### TEKS BACAAN
Pendapat Ibnu Qayyim tentang Penetapan Takdir Sebelum Bumi Diciptakan

Pendapat Ibnu Qayyim tentang Penetapan Takdir Sebelum Bumi Diciptakan
Takkdir sudah ditentukan 50 ribu tahun sebelum penciptaan makhluk. Foto : ilustrasi/istimewa
Salah satu prinsip dasar keimanan dari agama Islam yang dibawa oleh Nabi Muhammad Shallallahu ‘Alaihi wa Sallam adalah beriman kepada al-qadar atau mempercayai takdir Allah Subhanahu wa Ta'ala. Pengertian takdir secara syariat adalah adanya kehendak Allah Azza wa Jalla yang terdahulu terhadap semua makhluk yang ada di alam semesta ini sebelum Allah Azza wa Jalla menciptakannya.

Tidak ada sesuatu pun yang terjadi di alam ini luput dari pandangan dan pengetahuan Allah. Semua yang terjadi dan menimpa makhluk Allah Azza wa Jalla pasti telah mengetahui, menghendaki dan menetapkannya, sesuai dengan kandungan hikmah-Nya yang maha sempurna yang ada dalam takdir tersebut.

### DATA YANG DIBERIKAN

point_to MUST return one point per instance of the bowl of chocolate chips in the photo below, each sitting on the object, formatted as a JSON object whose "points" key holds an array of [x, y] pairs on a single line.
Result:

### YANG DITANYAKAN
A. Jawablah pertanyaan berikut berdasarkan teks tentang takdir, masing-masing dalam satu baris.
(i) Menurut keterangan foto, berapa lama sebelum penciptaan makhluk takdir sudah ditentukan?
(ii) Apa pengertian takdir secara syariat?
(iii) Tiga hal apa yang dilakukan Allah terhadap semua yang terjadi dan menimpa makhluk-Nya?
B. Teruskan teks tentang takdir mulai dari akhir paragraf terakhirnya.

### HASIL PENGERJAAN
A.
(i) 50 ribu tahun sebelum penciptaan makhluk.
(ii) Adanya kehendak Allah Azza wa Jalla yang terdahulu terhadap semua makhluk di alam semesta sebelum Allah menciptakannya.
(iii) Mengetahui, menghendaki, dan menetapkannya.

B.
Menurut Ibnu Qayyim Al-Jauziyah dalam "Syifa'ul Alil fi Masailil Qodha' wal Qodar", dengan adanya takdir yang diturunkan kepada seorang maka hamba tampaklah ciptaan dan ketetapan-Nya. Karena di antara sifat Allah Subhanahu wa Ta’ala adalah Dia Maha (kuasa) berbuat apa yang dikehendaki-Nya, tidak ada sesuatu pun yang terjadi kecuali dengan kehendak-Nya dan tidak ada yang luput dari kehendak-Nya, itulah yang harus diimani oleh umat Islam.

Firman Allâh Subhanahu wa Ta’ala :

إِنَّا كُلَّ شَيْءٍ خَلَقْنَاهُ بِقَدَرٍ


"Sesungguhnya Kami menciptakan segala sesuatu dengan ukurun (al-qadar/takdir)".(QS. Al-Qamar : 49)

Dari Abdullah bin Amr bin Ash, ia bercerita, aku pernah mendengar Rasulullah Shallalahu 'Alaihi wa Sallam bersabda : "Allah telah menetapkan takdir makhluk ini sebelum Dia menciptakan langit dan Bumi dalam jarak waktu limapuluh ribu tahun. Dan Arsy-Nya di atas air." (HR Muslim)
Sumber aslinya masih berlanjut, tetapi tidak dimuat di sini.